**Short problem:** Set down each entry from the block beneath, exactly as written.

**Dataset content:**
::::
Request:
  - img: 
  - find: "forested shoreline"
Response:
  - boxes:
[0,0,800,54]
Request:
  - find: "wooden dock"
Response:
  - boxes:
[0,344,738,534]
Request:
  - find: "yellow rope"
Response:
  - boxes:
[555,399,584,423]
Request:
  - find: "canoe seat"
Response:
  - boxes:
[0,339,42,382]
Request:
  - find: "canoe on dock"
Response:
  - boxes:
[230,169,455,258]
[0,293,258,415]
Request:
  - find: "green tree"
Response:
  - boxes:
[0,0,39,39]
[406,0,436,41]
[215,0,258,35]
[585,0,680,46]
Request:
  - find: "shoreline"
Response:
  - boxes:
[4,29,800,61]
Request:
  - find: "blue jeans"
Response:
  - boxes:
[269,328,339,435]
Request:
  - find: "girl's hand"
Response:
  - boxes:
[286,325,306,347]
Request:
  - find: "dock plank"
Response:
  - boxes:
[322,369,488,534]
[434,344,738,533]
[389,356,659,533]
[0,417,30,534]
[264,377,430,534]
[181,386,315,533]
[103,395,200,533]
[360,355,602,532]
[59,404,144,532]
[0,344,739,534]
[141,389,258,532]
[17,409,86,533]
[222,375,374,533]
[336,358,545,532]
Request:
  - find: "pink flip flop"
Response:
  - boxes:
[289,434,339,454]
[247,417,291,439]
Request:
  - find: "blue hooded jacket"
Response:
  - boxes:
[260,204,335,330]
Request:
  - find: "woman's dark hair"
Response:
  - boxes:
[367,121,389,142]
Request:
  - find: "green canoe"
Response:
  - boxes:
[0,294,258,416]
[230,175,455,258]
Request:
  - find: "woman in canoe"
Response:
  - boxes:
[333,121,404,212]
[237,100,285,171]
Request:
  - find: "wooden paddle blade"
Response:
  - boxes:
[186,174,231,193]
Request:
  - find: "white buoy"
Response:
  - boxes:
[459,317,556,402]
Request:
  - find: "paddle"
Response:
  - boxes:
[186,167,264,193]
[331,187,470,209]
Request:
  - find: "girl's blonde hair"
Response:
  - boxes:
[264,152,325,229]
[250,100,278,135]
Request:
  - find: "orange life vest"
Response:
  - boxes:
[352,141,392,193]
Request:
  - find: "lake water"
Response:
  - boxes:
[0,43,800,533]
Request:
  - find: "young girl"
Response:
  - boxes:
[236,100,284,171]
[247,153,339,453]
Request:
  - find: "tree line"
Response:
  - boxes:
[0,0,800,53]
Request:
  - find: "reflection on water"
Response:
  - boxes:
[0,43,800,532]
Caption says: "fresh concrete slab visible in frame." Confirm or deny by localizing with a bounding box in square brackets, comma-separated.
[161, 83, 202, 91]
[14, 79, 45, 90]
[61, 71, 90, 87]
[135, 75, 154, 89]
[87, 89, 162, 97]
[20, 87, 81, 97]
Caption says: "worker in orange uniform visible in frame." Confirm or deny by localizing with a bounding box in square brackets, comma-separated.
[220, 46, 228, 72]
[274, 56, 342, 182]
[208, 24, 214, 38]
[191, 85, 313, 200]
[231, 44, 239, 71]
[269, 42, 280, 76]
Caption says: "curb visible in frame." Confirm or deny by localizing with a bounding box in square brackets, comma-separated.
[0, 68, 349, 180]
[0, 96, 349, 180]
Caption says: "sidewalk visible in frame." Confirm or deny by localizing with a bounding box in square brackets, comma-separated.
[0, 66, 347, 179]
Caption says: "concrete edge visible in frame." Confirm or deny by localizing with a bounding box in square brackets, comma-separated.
::::
**Answer for this exercise:**
Request:
  - img: 
  - find: "forested shoreline"
Response:
  - boxes:
[0,0,800,54]
Request:
  - find: "wooden dock"
Response:
  - boxes:
[0,344,738,534]
Request:
  - find: "yellow rope"
Response:
  - boxes:
[555,399,584,423]
Request:
  - find: "canoe seat"
Response:
  - boxes:
[0,339,42,382]
Request:
  - find: "canoe on dock"
Response:
  - boxes:
[230,169,455,258]
[0,293,258,415]
Request:
  - find: "green tree"
Response:
  - boxes:
[0,0,39,39]
[406,0,436,41]
[215,0,258,35]
[585,0,680,46]
Request:
  - find: "shoreline"
Response:
  - boxes:
[4,29,800,61]
Request:
  - find: "blue jeans"
Response:
  - boxes:
[269,328,339,435]
Request:
  - find: "girl's hand"
Response:
  - boxes:
[286,325,306,347]
Request:
  - find: "dock plank"
Response:
  - boxes:
[322,369,488,534]
[434,344,738,533]
[389,356,659,533]
[0,417,30,534]
[264,377,430,534]
[181,386,315,533]
[103,395,200,533]
[360,355,602,532]
[59,404,144,532]
[0,344,739,534]
[141,389,258,532]
[17,409,86,533]
[222,375,374,533]
[336,358,545,532]
Request:
  - find: "pink flip flop"
Response:
  - boxes:
[289,434,339,454]
[247,417,291,439]
Request:
  - find: "blue hooded jacket"
Response:
  - boxes:
[260,204,335,330]
Request:
  - find: "woman's dark hair"
Response:
  - boxes:
[367,121,389,142]
Request:
  - find: "green canoe"
Response:
  - boxes:
[0,294,258,416]
[230,175,455,258]
Request:
  - find: "woman in canoe"
Response:
  - boxes:
[333,121,404,212]
[237,100,285,171]
Request:
  - find: "wooden paddle blade"
Response:
  - boxes:
[186,174,231,193]
Request:
  - find: "white buoy"
Response:
  - boxes:
[459,317,556,402]
Request:
  - find: "paddle"
Response:
  - boxes:
[186,167,264,193]
[331,187,470,209]
Request:
  - find: "girl's blonde hair"
Response:
  - boxes:
[264,152,325,229]
[250,100,278,135]
Request:
  - find: "orange life vest"
Response:
  - boxes:
[352,141,392,193]
Request:
  - find: "lake water"
Response:
  - boxes:
[0,43,800,533]
Request:
  - find: "young girl"
Response:
  - boxes:
[236,100,284,171]
[247,153,339,453]
Request:
  - find: "tree line"
Response:
  - boxes:
[0,0,800,53]
Request:
  - find: "reflection on water"
Response:
  - boxes:
[0,43,800,532]
Caption says: "fresh concrete slab visible in frame." Confirm or deny by localizing with a bounding box in square brackets, comma-separated.
[161, 83, 202, 91]
[14, 79, 45, 90]
[61, 71, 90, 87]
[135, 75, 154, 89]
[87, 89, 162, 97]
[20, 87, 81, 97]
Caption says: "worker in orange uniform visible in frame." Confirm or deny by localizing with a bounding box in square brackets, comma-separated.
[220, 46, 228, 72]
[274, 56, 342, 182]
[208, 24, 214, 38]
[191, 85, 313, 200]
[231, 44, 239, 71]
[269, 42, 280, 76]
Caption says: "curb visible in frame." Confirm or deny by localizing with a bounding box in square brackets, comma-separated.
[0, 68, 349, 180]
[0, 96, 349, 180]
Caption says: "sidewalk visible in frame." Confirm or deny by localizing with a bounding box in square brackets, comma-separated.
[0, 66, 347, 179]
Caption says: "concrete edge visible in frame." Confirm or deny by localizing with a bounding box in square brackets, comma-separated.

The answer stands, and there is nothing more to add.